▶ _Objectives_
- 1) In the NTILE() tutorial, how many entries does the test table have in the squash category?
- 2) Do these statements agree with the NTILE() tutorial? Answer yes or no for each and quote the words that decide it. (a) Passing 1 to NTILE() gives 1 for each entry. (b) This article uses a different table and data from Part 19. (c) A PARTITION BY clause is added to get top- and bottom-half entries for each category.

▶ _Text segment_
This is part 20 of a series. If you have not read part 19, I

suggest starting here.

That article is the first of this two-part coverage of ranking functions.

#### Table and Data for Illustration

This article will use the same table and data as Part 19, so

I won’t cover that again. The code to build and populate the table is here.

### NTILE()

NTILE() breaks the results into groups. In the simplest

case, if we pass the integer 2 to NTILE() using Weight, it will rank each entry

as in either the first or second half based on Weight.

#### NTILE() with ORDER BY Only

**Query:**

SELECT

Category,

Weight,

Entrant,

NTILE(2) OVER (

ORDER BY Weight DESC

) AS [Ntile]

FROM dbo.ContestResults

**Partial Results:**

Category Weight Entrant Ntile

———- —— ————— —–

Pumpkin 716 Chad Johnson 1

Pumpkin 679 George Kopsell 1

…

Watermelon 132 Meg Giry 2

Watermelon 129 Joseph Buquet 2

This is valid, but it’s not terribly interesting or

valuable. Let’s add a PARTITION BY clause so we get top- and bottom-half

entries for each category.

#### NTILE() with PARTITION BY and ORDER BY

**Query:**

SELECT

Category,

Weight,

Entrant,

NTILE(2) OVER (

PARTITION BY Category

ORDER BY Weight DESC

) AS [Ntile]

FROM dbo.ContestResults

**Partial Results:**

Category Weight Entrant Ntile

———- —— ————— ——————–

Pumpkin 716 Chad Johnson 1

…

Pumpkin 229 Harvey Zale 2

Squash 462 Dan Gardner 1

…

Squash 405 Gary Spiel 2

Watermelon 146 Mark Bardin 1

…

Watermelon 129 Joseph Buquet 2

*Now* we have something useful.

#### Passing Different int Values to NTILE()

Passing 1 to NTILE() is worthless; it gives us 1 for each

entry. But what if we pass a larger number to NTILE() than the number of result

set rows? In our test table, we have four entries in the squash category. Let’s

try passing different values to NTILE(), starting with **2**.

▶ _Extracted data entries_

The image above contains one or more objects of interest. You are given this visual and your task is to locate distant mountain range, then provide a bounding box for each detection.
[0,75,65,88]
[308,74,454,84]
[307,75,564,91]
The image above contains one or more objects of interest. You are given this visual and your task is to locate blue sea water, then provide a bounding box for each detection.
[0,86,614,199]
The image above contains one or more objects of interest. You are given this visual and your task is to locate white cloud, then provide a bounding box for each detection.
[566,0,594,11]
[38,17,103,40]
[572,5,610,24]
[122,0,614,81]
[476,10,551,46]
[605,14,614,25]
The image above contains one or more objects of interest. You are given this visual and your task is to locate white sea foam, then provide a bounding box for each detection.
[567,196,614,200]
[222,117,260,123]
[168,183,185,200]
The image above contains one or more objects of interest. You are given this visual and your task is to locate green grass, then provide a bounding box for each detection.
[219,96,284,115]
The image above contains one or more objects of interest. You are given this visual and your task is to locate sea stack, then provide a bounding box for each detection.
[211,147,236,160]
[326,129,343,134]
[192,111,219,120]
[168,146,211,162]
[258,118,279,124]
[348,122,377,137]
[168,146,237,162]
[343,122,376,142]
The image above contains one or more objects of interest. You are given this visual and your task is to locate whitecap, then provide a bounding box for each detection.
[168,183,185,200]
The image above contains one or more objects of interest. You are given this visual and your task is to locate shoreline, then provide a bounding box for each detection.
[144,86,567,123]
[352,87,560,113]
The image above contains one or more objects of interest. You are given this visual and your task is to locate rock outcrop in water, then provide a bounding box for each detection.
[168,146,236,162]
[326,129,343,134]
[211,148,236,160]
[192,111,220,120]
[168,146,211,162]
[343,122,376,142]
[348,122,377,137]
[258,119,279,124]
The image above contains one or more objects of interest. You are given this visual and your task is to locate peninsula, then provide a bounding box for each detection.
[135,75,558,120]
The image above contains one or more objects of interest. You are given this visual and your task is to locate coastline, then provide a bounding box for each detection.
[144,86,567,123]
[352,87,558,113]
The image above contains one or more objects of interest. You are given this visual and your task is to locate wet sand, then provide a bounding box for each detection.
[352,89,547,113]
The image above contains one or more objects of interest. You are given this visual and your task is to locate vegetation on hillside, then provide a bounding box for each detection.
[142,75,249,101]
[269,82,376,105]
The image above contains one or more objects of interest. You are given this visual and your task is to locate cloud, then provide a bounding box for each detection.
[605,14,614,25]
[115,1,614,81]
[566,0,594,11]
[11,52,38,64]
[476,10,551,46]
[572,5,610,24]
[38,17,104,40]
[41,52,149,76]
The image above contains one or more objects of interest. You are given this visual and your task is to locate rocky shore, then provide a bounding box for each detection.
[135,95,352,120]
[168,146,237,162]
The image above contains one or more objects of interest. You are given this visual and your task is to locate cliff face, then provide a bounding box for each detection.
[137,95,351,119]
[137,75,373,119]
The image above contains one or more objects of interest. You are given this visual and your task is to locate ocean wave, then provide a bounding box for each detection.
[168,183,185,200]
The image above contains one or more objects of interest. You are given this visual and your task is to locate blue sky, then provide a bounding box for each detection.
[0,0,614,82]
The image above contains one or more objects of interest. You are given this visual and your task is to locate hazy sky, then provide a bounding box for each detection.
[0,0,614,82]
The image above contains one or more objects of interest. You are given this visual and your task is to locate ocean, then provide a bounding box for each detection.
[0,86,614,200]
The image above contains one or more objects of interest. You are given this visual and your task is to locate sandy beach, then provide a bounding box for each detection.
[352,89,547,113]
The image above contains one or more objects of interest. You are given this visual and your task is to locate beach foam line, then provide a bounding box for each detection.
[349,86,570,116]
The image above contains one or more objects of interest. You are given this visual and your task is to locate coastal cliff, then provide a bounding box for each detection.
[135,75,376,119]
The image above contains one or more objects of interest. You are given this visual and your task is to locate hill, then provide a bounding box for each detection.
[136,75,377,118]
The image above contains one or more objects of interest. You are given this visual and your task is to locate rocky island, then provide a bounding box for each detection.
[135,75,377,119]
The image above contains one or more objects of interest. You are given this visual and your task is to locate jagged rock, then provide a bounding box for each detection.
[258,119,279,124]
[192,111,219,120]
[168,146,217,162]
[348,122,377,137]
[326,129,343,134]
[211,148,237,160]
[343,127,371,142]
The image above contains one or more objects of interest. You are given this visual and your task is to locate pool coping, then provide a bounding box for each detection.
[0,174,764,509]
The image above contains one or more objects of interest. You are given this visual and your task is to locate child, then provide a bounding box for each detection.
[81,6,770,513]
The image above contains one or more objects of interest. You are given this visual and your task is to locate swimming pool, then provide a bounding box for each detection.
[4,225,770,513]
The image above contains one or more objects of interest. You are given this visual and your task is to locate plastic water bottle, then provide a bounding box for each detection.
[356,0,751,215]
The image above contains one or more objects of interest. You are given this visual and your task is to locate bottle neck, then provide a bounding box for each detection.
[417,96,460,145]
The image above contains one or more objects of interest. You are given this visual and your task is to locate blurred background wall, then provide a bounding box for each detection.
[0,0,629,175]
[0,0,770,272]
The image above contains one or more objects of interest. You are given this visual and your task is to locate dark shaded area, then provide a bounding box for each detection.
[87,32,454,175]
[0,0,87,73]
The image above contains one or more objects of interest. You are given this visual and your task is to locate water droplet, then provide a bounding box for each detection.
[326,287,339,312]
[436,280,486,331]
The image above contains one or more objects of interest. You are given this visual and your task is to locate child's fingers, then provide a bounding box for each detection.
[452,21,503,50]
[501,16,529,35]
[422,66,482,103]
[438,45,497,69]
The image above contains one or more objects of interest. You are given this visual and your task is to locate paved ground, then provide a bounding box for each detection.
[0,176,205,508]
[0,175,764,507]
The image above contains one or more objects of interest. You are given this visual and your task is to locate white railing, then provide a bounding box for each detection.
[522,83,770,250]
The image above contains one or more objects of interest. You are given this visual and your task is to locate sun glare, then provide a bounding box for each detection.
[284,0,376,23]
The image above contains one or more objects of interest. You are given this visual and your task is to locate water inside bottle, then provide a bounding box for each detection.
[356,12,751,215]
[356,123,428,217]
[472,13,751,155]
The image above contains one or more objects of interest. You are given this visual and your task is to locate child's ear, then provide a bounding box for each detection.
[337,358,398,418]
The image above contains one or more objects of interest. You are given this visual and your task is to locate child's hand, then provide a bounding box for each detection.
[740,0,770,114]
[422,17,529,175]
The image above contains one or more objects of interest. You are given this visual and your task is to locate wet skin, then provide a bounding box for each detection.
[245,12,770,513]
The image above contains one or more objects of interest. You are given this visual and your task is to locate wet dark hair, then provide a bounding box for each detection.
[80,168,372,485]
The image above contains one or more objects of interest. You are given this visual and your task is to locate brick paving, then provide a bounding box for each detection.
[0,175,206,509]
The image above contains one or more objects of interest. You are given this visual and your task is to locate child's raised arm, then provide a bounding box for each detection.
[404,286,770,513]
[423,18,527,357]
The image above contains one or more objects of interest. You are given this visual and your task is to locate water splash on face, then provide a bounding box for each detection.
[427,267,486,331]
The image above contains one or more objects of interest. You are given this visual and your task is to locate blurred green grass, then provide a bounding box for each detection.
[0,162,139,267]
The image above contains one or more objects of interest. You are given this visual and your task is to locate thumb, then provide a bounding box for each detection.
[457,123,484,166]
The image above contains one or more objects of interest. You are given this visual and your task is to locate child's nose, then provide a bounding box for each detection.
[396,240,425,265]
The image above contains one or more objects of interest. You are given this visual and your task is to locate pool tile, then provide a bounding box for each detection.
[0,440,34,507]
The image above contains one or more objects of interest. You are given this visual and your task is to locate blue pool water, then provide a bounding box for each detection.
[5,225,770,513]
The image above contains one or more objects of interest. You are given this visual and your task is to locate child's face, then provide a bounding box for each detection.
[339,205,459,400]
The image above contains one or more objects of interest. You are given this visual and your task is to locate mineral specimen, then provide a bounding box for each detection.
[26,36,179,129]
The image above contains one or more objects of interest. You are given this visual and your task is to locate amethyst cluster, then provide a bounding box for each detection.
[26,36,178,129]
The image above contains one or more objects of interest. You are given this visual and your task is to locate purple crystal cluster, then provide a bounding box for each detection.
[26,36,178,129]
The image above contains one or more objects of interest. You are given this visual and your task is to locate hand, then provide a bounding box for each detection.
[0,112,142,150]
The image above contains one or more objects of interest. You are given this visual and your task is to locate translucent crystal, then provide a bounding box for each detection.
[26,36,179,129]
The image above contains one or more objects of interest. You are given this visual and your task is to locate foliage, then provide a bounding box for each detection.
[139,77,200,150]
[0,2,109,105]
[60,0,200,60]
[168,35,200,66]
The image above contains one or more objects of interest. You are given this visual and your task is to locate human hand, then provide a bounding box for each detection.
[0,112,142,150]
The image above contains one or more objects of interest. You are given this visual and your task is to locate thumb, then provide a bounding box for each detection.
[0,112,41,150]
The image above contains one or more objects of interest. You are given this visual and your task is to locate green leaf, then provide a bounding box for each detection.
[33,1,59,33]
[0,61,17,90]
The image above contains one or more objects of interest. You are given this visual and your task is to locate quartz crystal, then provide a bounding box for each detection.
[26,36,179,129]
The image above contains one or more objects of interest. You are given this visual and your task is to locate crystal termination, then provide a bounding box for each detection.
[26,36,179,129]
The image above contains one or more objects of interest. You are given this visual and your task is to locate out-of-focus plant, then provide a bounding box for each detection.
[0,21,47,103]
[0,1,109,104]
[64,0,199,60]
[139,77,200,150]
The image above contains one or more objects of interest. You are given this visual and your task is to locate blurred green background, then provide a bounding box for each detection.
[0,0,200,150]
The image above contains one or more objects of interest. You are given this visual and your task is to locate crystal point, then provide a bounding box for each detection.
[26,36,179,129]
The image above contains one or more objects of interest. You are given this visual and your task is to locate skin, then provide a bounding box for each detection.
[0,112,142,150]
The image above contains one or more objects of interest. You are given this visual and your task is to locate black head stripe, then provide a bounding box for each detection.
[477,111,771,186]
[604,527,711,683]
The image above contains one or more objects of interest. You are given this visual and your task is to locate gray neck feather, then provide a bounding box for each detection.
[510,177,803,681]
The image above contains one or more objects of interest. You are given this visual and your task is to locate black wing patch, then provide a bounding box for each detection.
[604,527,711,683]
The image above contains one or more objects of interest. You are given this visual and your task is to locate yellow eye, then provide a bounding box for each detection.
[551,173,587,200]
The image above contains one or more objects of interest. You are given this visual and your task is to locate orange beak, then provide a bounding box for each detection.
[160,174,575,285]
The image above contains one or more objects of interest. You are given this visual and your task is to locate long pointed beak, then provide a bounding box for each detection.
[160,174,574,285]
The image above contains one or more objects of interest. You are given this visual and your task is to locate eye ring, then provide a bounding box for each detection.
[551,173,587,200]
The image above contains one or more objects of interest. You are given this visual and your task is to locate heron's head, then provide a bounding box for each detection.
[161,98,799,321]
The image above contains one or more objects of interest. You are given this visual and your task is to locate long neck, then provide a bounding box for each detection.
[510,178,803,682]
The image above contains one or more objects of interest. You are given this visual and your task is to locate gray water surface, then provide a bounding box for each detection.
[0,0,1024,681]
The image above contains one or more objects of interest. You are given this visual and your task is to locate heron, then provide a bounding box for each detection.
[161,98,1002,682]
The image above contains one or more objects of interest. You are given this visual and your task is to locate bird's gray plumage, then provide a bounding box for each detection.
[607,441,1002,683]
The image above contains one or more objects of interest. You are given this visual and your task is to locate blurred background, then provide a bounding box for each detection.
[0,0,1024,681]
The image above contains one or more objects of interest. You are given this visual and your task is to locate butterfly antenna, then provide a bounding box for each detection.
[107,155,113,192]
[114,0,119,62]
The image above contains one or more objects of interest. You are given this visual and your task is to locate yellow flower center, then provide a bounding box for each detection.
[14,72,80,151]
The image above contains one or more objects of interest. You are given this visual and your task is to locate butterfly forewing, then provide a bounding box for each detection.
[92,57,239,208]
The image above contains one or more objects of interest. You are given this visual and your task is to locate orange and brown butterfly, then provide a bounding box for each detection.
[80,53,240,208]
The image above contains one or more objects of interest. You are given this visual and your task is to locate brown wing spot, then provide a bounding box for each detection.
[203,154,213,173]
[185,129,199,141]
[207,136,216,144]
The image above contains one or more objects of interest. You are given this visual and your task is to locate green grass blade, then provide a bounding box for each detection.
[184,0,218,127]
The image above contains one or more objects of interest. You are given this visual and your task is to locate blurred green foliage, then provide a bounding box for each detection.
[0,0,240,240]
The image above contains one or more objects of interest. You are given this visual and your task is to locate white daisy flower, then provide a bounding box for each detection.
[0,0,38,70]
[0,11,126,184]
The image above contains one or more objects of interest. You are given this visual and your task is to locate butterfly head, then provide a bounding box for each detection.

▶ _Solutions to the problems_
- 1) Four

- 2)
(a) Yes: "it gives us 1 for each entry"
(b) No: "This article will use the same table and data as Part 19"
(c) Yes: "Let’s add a PARTITION BY clause so we get top- and bottom-half entries for each category"